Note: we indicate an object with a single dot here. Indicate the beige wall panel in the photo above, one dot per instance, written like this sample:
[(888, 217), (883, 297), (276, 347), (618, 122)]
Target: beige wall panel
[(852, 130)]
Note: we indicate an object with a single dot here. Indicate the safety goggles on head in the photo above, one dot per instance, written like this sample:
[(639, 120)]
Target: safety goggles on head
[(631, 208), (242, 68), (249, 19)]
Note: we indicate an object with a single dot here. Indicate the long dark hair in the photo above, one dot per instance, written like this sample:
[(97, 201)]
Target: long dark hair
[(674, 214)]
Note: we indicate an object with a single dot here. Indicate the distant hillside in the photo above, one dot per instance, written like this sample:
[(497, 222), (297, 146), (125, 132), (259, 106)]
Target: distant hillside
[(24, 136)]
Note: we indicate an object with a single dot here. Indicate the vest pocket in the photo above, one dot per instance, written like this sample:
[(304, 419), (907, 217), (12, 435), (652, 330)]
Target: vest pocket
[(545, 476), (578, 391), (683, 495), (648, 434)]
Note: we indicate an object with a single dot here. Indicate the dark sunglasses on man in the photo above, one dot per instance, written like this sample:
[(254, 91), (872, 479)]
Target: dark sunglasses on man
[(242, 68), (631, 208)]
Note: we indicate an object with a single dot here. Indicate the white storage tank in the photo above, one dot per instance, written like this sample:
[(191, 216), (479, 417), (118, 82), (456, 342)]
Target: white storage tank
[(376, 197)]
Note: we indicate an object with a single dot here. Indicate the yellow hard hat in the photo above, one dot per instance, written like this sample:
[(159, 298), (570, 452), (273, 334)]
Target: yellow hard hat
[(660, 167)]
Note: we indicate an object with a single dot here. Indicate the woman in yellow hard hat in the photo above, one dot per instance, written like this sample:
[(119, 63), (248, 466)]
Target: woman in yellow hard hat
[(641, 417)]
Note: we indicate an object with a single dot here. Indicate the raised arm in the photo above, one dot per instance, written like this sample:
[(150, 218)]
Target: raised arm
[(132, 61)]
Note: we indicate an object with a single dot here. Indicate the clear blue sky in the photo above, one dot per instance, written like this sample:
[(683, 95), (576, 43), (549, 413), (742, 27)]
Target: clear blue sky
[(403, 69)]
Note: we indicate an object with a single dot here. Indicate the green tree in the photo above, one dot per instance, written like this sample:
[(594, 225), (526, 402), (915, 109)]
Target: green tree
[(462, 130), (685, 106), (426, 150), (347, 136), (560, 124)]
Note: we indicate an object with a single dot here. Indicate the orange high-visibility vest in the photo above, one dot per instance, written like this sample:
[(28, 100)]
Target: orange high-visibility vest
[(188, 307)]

● ● ● ● ● ● ●

Reproduce all of the data above word for word, keeping every line in its original order.

Note: we indicate an object with a single dot here. Indicate the beige wall panel in the photo above, one dot per instance, written like this sample:
[(888, 217), (883, 297), (276, 347), (618, 122)]
Target: beige wall panel
[(852, 130)]
Note: we indicate an object with a single dot here. Indicate the safety goggles on head in the photo above, one dot per instance, written like this sample:
[(639, 120)]
Target: safety goggles on head
[(631, 208), (242, 68), (249, 19)]
Note: we indicate an object with a single dot here. Indicate the long dark hair in the photo above, one dot per instance, written like this sample:
[(97, 201)]
Target: long dark hair
[(674, 214)]
Note: we indicate an object with a single dot here. Indicate the distant hillside in the photo above, one dot per instance, written like this sample:
[(497, 222), (297, 146), (125, 132), (259, 106)]
Target: distant hillside
[(24, 136)]
Note: we indicate an object with a single dot here. Indicate the vest pocket in the photo above, one dot per instance, written like this sample:
[(304, 419), (907, 217), (12, 435), (652, 330)]
Target: vest pocket
[(545, 476), (578, 391), (683, 495), (648, 434)]
Note: we indicate an object with a single dot here. Indicate the dark sunglasses on man in the photo above, one dot per instance, written like this sample:
[(254, 91), (872, 479)]
Target: dark sunglasses on man
[(242, 68), (631, 208)]
Note: we indicate an object with a single dot here. Indicate the white storage tank in the photo above, one dot per instance, written like this sample:
[(191, 216), (479, 417), (118, 82), (456, 342)]
Target: white storage tank
[(376, 197)]
Note: we indicate an object with a single dot here. Indicate the yellow hard hat in the photo above, one dot per instance, written like this sample:
[(159, 298), (570, 452), (273, 334)]
Target: yellow hard hat
[(660, 167)]
Note: we indicate an object with a single dot here. Indicate the woman in yellow hard hat in the photo above, one dot per instance, written like this sample:
[(119, 63), (248, 466)]
Target: woman in yellow hard hat
[(641, 417)]
Note: we indicate an object with a single dot here. Indicate the raised arm in the photo above, one dot per instance, written like this sample:
[(150, 218)]
Target: raised arm
[(132, 61)]
Note: we indicate an object with a single dot here. Indicate the clear blue sky in the photo above, one dot per instance, written like this sample:
[(683, 95), (576, 43), (549, 413), (742, 27)]
Target: clear blue sky
[(403, 69)]
Note: we indicate an object with a single dot here. Indicate the green tree in the photo above, one dot per instance, written like this sample:
[(594, 225), (526, 402), (915, 109)]
Target: green tree
[(462, 130), (685, 106), (426, 150), (347, 136), (560, 124)]
Note: we indicate an object with a single dot here. Indicate the orange high-visibility vest in the photo above, one dot per instance, written like this sample:
[(28, 100)]
Target: orange high-visibility vest
[(188, 307)]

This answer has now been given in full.